- _TASK STATEMENT_:
Identify every line in the records below that contains the word "front", and reproduce each one.

(Beginning of STORED DATA)

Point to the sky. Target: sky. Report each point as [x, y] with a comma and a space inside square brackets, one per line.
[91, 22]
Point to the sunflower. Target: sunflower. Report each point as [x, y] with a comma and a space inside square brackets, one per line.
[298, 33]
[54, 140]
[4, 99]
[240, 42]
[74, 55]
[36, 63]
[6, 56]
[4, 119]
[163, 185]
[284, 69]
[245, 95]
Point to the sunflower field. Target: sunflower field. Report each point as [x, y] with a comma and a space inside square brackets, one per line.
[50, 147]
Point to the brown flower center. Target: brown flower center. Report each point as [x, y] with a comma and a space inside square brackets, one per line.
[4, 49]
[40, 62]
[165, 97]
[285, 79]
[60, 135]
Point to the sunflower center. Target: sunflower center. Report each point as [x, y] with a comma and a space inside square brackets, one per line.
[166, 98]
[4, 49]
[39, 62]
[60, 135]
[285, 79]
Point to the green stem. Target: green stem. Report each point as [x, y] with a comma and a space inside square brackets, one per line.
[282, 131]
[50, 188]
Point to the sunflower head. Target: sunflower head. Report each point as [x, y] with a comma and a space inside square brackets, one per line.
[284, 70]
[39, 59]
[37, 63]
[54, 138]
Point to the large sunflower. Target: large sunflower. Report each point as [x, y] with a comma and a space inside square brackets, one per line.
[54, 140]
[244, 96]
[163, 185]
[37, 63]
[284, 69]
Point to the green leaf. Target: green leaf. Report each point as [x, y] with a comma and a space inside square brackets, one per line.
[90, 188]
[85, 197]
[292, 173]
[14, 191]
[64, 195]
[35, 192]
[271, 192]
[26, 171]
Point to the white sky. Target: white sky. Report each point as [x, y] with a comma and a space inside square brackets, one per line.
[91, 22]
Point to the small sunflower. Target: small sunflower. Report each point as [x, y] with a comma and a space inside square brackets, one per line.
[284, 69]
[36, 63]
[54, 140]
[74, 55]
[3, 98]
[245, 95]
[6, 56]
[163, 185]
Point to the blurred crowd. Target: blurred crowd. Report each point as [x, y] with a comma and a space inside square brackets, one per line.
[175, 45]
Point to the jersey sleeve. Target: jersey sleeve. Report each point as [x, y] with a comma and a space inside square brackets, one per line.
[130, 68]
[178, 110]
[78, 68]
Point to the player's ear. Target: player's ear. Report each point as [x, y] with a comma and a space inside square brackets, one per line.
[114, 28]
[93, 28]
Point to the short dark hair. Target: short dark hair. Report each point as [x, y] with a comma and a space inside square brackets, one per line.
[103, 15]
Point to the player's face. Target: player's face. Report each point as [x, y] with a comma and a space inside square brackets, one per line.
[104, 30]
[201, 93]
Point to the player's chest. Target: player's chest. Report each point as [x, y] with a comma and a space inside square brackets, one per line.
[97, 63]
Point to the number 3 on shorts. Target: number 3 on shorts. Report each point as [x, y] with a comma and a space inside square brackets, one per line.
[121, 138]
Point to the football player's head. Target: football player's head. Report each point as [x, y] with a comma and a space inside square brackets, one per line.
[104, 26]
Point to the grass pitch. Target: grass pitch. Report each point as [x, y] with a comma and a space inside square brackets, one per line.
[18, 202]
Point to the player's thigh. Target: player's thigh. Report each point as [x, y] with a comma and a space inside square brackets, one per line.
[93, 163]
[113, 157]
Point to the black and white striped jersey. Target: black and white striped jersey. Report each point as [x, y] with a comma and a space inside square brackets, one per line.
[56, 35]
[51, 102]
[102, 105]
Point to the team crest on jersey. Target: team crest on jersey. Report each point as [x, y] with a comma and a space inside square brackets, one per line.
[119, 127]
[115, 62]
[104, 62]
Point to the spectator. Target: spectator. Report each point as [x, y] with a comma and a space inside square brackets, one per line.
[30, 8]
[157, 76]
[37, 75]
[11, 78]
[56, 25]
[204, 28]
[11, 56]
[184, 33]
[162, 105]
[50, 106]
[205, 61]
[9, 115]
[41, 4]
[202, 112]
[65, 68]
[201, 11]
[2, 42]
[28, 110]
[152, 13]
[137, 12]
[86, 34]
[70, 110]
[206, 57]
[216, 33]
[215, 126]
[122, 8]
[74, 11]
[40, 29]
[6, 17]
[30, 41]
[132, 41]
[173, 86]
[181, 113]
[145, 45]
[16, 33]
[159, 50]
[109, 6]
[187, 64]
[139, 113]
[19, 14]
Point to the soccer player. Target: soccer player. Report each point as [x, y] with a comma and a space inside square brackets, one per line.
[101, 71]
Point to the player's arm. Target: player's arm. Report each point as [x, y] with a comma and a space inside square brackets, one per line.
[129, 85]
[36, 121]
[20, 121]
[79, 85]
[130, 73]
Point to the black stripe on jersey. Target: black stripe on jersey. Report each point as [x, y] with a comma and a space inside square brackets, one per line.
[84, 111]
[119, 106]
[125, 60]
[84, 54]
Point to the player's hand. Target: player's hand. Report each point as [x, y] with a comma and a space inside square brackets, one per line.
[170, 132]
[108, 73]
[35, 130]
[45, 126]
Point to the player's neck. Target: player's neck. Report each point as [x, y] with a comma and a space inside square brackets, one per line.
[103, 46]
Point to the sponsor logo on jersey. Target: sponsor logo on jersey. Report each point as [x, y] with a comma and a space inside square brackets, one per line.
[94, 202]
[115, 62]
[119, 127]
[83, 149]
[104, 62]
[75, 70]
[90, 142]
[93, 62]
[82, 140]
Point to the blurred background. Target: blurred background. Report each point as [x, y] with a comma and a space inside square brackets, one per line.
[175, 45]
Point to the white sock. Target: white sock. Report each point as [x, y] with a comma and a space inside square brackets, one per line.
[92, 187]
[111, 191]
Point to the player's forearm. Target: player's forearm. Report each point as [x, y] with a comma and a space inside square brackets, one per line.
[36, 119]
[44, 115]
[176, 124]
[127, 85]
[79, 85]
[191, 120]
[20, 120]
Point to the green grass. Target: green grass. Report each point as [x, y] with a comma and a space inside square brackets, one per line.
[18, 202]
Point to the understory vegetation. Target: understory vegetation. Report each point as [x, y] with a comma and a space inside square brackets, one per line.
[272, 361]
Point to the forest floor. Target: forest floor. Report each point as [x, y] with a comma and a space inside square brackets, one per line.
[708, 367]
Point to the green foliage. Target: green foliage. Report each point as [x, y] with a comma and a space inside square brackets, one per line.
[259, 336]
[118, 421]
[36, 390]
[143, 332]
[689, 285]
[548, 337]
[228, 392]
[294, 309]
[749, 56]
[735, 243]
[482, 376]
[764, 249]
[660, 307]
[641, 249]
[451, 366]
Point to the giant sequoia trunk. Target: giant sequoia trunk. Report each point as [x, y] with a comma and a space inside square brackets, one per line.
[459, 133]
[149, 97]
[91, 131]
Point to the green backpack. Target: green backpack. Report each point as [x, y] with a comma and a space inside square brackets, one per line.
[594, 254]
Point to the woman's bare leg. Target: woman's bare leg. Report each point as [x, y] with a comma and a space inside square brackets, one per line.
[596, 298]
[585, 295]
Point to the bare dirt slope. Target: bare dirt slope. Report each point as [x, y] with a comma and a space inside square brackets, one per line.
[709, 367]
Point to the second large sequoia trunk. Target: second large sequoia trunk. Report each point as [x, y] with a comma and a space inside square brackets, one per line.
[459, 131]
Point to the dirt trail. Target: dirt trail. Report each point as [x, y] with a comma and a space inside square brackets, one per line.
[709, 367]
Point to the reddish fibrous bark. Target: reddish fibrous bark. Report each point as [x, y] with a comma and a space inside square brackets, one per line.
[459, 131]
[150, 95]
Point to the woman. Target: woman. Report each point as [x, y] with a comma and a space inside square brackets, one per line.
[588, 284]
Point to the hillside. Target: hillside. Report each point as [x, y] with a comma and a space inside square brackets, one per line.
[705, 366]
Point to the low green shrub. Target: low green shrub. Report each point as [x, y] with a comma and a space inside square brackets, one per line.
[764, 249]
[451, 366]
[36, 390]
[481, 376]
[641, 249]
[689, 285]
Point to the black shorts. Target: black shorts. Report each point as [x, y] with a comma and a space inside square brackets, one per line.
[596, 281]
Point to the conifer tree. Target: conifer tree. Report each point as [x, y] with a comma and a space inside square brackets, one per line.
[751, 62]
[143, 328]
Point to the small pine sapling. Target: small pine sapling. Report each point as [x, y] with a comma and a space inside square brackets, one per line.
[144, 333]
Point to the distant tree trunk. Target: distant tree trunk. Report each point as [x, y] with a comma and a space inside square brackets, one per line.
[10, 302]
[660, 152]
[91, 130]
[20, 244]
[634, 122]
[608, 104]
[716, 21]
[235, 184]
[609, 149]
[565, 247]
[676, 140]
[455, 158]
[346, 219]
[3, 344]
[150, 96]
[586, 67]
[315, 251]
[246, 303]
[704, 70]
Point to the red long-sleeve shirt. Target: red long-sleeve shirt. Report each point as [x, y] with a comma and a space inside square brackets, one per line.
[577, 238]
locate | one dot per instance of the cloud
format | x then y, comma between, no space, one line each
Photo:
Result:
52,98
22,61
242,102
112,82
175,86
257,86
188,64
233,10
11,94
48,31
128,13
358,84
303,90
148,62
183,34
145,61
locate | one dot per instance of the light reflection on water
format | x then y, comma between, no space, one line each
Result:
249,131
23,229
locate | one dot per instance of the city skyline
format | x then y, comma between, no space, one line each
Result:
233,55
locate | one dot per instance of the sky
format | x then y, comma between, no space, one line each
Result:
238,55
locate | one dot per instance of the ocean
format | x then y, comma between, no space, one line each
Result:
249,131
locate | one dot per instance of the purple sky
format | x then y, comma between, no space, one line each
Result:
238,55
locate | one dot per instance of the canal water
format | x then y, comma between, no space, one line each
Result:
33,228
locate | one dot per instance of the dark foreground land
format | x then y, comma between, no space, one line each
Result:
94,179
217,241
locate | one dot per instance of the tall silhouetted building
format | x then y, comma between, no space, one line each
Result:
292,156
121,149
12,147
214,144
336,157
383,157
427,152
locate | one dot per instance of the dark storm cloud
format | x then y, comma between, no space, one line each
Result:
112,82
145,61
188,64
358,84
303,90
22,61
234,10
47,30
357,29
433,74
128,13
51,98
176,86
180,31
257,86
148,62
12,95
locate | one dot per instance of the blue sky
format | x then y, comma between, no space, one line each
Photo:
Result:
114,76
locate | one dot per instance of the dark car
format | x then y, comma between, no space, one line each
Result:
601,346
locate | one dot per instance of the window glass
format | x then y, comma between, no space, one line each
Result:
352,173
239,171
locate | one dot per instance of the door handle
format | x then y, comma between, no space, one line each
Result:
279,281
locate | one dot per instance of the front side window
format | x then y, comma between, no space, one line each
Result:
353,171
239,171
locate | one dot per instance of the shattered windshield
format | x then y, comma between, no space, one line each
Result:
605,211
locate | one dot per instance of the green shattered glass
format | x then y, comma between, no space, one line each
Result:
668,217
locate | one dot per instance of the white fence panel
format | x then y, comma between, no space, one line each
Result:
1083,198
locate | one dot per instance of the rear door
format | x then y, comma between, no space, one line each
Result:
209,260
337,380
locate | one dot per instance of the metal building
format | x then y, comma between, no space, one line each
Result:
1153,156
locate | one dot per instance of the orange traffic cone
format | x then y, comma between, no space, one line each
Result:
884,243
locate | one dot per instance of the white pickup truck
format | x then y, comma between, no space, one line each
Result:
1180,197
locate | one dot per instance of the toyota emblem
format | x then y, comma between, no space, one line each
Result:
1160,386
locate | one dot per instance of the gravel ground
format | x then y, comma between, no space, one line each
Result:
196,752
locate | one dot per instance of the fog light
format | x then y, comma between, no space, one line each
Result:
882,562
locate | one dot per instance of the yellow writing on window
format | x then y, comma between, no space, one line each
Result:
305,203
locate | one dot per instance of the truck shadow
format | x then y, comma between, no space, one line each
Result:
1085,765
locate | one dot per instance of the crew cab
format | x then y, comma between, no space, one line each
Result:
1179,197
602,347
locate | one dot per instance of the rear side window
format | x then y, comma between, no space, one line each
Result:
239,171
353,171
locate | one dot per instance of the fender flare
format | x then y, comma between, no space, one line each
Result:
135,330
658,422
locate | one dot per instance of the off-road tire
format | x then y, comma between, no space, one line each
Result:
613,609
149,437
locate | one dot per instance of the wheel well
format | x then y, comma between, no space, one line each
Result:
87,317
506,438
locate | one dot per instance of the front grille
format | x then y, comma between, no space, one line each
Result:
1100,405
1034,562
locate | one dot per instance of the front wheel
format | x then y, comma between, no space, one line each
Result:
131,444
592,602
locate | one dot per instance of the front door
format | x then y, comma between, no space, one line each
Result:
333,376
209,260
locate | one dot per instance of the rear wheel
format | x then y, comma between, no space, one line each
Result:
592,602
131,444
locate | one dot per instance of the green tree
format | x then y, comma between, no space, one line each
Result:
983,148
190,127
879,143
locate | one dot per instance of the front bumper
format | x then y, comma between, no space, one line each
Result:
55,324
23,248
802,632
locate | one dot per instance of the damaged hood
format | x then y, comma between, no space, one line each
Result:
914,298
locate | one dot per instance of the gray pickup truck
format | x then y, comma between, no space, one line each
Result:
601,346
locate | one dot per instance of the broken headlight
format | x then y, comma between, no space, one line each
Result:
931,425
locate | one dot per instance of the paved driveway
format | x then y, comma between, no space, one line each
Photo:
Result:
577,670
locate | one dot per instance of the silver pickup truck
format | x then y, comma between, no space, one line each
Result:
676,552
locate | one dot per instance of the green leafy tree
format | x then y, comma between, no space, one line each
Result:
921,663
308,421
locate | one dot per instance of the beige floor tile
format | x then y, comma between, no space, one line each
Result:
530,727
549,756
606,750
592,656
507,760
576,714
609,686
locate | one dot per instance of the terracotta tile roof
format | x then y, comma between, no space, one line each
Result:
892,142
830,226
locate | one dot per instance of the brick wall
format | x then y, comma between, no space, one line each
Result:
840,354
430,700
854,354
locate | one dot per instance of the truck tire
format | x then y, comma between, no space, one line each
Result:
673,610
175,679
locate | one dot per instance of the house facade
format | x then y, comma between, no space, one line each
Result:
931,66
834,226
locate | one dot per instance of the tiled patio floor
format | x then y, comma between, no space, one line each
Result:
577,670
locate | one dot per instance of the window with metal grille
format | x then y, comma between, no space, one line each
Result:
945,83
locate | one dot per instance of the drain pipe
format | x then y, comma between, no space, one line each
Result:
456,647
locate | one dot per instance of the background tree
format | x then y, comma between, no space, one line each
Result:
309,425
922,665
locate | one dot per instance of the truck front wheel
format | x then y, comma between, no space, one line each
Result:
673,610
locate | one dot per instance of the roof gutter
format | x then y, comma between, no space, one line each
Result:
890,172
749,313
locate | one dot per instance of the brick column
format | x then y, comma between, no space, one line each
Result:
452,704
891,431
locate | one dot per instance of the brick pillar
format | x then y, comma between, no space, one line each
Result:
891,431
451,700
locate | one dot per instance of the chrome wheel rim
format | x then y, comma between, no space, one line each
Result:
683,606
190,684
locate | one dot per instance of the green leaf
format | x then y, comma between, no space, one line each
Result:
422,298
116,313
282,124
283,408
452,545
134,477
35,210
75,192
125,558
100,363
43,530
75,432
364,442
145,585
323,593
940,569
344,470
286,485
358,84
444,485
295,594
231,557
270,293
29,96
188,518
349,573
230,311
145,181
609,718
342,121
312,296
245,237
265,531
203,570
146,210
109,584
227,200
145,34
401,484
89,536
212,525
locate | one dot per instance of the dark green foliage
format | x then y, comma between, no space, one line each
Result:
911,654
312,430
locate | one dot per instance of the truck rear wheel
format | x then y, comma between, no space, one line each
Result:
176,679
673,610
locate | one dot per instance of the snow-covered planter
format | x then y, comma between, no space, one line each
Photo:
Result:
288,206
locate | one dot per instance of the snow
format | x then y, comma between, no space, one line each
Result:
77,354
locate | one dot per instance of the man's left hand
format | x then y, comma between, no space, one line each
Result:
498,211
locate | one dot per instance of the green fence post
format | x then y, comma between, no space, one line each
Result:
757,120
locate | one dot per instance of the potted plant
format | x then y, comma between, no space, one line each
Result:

(End of STORED DATA)

- _RESULT BELOW_:
locate | one dot per instance of the front side window
locate | one dot per instance of the front grille
locate | one dot per instance of the front wheel
locate | one dot per instance of the front door
locate | one dot per instance of the front bumper
locate | one dot per instance of the truck front wheel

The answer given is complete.